(REQUEST): Pick up the interview with Philip Sinitiere about his book on Joel Osteen at the point where it stops, and continue it.

5 Questions for Philip Sinitiere on his new book "Salvation With a Smile"

There are some people in the business with whom you can spend hours talking to about a myriad of things that religion geeks talk about. I've known Phil for years, benefited greatly from his scholarship, his dry Texas humor, and his generosity as a person. His new book, required reading for anyone who wants to understand the phenomenon that is Joel Osteen is out now. It should be on reading lists. Salvation with a Smile  continues Phil's engaging work coming to terms with what in means to be a Texan and write about Texas religion...and there is a little tidbit in there at the end about the eternal Texas BBQ debate...enjoy!


Q1. This is the first academic treatment of Joel Osteen, my first question I guess, is have you had any feedback from the Osteen camp, or do you expect to?


A1. First, Arlene, let me say thanks for the interview and the probing questions. I’m grateful to you and RiAH readers for engaging the book. I’ve heard nothing from the Osteen folks about the book. During the course of the project, and even dating back to the research for Holy Mavericks, I tried to interview key leaders of the congregation, but to no avail. Access to celebrity ministers is an interesting research problem for scholars that I know is not unique to my project. At the end of the day, I did not need access to the smiling preacher to complete the project given his numerous books and interviews, although Osteen perhaps could have answered some questions I had about his father John Osteen’s career. In the book, I navigate the difficulty of access by using qualitative evidence such as audio and video files of sermons, television broadcasts, and sustained participant observation, along with archival materials and published books and sources by Joel and other Lakewood leaders.


Q2. Predictability is a concept I don’t think academics pay much attention to, but you promote the idea that one of the reasons for Osteen’s tremendous following and success is that he has whittled the evangelical message down to a nearly perfect predictable message, can you go into more detail about the idea of predictability?


I’m not sure I theorized the idea of predictability in any sort of analytical fashion as much as I observed and identified it in the twentieth- and twenty-first century annals of American religious history by connecting it to Osteen’s story. One of Osteen’s historical antecedents is Norman Vincent Peale, the popular Cold War-era New York-based minister who published The Power of Positive Thinking in 1952. While Peale had a history that extended beyond the mid-twentieth century, as Carol V. R. George’s still important book God’s Salesman shows, it occurred to me that Peale’s predictable message of positivity in the unstable years of the early Cold War registered as one of the reasons for his notoriety. In an interesting historical parallel, Osteen became a popular figure in the early twenty-first century starting around 2004 in an age of increasing economic inequality, global terrorism, and sustained political conflict. As I lay out in greater detail in the book, both ministers found a popular, predictable, redundant message of positive thinking that resonated across the American cultural landscape in moments of tremendous political, social, cultural, and economic change. The notion of predictability is not the only historical explanation for understanding Osteen; however, for those interested in probing the smiling preacher’s importance beyond intramural theological debates between evangelicals (as vital as it is to historicize these kinds of battles), I do think it helps us move from merely describing Osteen’s popularity into analyzing the historical and cultural reasons for his significance.

(SUPPLIED MATERIAL):
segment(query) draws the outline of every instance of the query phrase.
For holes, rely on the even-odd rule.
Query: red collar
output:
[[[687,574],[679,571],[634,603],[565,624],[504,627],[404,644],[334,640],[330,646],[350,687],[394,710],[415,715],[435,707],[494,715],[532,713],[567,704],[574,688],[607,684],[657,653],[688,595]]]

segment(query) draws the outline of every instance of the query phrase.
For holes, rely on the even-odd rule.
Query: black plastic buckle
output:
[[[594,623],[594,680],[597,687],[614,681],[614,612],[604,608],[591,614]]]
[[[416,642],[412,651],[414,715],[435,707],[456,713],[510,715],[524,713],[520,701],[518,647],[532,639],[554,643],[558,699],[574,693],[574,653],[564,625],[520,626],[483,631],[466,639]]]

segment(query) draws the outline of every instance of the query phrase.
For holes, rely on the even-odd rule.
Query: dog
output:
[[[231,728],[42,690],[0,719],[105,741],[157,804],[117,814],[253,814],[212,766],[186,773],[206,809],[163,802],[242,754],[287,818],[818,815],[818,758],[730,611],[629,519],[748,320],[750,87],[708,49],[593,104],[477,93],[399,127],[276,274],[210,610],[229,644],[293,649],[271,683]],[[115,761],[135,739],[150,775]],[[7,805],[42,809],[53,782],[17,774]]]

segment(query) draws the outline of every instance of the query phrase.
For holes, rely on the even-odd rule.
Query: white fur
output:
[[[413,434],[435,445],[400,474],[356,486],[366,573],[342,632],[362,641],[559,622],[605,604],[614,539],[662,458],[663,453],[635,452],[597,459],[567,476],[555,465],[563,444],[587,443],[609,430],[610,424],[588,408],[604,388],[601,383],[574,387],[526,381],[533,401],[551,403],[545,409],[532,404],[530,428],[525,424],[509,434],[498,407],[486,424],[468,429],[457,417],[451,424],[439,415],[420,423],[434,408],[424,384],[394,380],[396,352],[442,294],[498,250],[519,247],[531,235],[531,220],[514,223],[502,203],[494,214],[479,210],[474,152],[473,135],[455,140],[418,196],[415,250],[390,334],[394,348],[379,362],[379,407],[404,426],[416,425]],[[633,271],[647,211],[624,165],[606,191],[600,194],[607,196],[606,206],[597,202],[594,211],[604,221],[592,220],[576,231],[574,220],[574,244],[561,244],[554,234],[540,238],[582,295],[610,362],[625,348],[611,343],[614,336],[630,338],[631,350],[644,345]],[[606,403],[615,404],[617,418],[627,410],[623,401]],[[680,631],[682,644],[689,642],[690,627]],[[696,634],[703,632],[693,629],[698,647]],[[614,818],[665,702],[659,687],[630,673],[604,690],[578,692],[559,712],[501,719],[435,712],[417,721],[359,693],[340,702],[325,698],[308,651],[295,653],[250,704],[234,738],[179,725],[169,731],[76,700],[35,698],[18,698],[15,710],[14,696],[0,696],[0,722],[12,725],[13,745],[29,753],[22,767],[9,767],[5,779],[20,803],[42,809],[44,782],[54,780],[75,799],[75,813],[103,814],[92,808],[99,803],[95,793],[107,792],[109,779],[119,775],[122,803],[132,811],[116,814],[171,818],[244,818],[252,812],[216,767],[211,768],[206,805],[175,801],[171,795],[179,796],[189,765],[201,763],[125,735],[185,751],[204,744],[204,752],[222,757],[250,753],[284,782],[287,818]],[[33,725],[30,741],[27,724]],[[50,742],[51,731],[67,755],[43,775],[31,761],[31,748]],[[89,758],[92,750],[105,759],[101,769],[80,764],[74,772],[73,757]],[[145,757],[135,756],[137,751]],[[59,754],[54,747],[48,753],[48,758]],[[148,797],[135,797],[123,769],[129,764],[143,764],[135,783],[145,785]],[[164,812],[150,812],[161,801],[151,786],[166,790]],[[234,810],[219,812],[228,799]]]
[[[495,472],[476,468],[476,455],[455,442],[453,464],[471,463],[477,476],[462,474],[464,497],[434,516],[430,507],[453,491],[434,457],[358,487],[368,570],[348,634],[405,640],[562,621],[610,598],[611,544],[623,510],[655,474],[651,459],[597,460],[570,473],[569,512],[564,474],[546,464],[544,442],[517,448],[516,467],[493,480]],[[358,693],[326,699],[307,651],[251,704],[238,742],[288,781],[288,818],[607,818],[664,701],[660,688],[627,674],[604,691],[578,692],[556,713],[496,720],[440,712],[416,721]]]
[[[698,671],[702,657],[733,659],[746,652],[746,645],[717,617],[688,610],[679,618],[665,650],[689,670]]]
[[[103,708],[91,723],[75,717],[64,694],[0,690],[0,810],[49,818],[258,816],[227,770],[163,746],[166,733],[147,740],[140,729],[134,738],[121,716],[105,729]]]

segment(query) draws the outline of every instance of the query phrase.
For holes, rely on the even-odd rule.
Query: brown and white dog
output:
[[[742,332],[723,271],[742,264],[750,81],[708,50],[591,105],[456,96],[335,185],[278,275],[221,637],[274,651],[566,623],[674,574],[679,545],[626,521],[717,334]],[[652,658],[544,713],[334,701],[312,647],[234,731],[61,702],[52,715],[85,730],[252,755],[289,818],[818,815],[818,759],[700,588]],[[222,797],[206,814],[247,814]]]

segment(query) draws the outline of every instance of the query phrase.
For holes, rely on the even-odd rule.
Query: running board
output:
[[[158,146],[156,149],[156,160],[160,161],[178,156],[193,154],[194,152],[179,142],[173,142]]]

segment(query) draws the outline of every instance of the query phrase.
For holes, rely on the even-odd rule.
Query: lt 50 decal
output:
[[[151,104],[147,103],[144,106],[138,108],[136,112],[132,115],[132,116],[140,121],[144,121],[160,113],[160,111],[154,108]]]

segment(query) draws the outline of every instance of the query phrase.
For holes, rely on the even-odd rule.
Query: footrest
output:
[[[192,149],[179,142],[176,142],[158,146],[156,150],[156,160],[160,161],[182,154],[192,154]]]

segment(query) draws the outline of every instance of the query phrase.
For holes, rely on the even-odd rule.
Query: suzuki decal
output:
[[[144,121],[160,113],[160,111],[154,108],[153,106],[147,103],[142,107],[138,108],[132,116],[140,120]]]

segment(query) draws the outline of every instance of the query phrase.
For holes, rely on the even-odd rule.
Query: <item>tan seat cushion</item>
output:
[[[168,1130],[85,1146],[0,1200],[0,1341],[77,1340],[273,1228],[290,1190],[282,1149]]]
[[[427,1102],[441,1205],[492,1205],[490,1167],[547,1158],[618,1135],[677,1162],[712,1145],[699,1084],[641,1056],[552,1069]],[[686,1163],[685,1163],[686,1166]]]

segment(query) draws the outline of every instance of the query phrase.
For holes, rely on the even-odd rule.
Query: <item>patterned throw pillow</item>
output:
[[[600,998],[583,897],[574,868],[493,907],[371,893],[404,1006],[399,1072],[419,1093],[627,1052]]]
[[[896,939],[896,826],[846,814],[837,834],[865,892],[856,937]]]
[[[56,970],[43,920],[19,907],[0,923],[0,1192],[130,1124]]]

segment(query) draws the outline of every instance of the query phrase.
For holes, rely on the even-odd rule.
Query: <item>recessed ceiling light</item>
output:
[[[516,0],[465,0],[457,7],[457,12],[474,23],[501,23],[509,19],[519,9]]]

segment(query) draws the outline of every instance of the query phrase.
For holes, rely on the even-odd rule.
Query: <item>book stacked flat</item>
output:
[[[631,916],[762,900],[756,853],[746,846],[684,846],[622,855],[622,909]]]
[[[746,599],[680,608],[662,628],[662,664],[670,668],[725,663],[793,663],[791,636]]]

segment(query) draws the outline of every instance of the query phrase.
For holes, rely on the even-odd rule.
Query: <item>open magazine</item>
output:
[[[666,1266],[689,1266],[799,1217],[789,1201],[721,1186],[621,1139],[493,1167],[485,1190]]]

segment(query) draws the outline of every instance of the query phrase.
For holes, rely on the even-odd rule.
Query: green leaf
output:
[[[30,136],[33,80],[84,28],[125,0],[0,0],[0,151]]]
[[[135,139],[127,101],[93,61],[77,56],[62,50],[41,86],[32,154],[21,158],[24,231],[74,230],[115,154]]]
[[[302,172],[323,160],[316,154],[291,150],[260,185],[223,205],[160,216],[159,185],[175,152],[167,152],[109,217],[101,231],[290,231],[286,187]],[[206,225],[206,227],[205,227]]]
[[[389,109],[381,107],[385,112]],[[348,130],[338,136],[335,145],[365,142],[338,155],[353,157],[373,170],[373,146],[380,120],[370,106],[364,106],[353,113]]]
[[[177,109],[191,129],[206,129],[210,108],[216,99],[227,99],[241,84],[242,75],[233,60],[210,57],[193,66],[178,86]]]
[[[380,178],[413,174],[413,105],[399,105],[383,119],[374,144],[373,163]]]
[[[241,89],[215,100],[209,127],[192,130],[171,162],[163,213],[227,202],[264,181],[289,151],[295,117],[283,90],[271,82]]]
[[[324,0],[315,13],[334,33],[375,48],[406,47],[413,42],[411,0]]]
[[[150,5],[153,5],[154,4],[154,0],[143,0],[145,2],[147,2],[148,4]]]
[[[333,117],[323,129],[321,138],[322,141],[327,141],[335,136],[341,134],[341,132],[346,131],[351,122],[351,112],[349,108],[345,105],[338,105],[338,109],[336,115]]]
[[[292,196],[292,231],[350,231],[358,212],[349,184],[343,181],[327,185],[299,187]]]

(RESPONSE):
Another way to ponder predictability and Joel Osteen is to think about his story in light of televangelism’s recent history. Here I’m referring to the storied scandals of the 1980s and since (i.e., Jim and Tammy Faye Bakker, Jimmy Swaggart, Eddie Long, Ted Haggard, etc.). As I present in Salvation with a Smile, Osteen’s first career was in television production and religious broadcasting. To my knowledge, he is the only current U.S.-based prosperity gospel televangelist who had nearly two decades of production experience before becoming a minister. Starting in 1983, Joel built Lakewood’s television ministry, most notably by producing his father’s show John Osteen. In many ways, since like Lakewood the Bakker’s and Swaggart were part of neopentecostalism, Joel had a front row seat to the unfolding implosion of major television ministries, and related controversies during the 1980s and 1990s. I argue that due to his television background, Osteen learned what made for popular religious programming and put that into practice as he found an audience for the Joel Osteen television broadcast starting in 1999. In addition, he anticipated ways to broaden his appeal as the historical trajectory of his own career tracked with the rise of new media in the early 2000s. Given Osteen’s knowledge of television production and contemporary communications culture, the smiling preacher knew how much mileage a smiling face could bring—and a white, male, smiling face at that—and seamlessly placed his grin across multiple digital modalities as new media became more popular and ubiquitous during the early 2000s. On television, it seems that predictability garners viewers. Across new media, predictability enhances expectations for sustained communication that establishes a platform, and has produced for the smiling preacher numerous Likes on Facebook and RTs on Twitter, for example, even as Osteen’s critics, as I suggest below, have ironically targeted such predictability.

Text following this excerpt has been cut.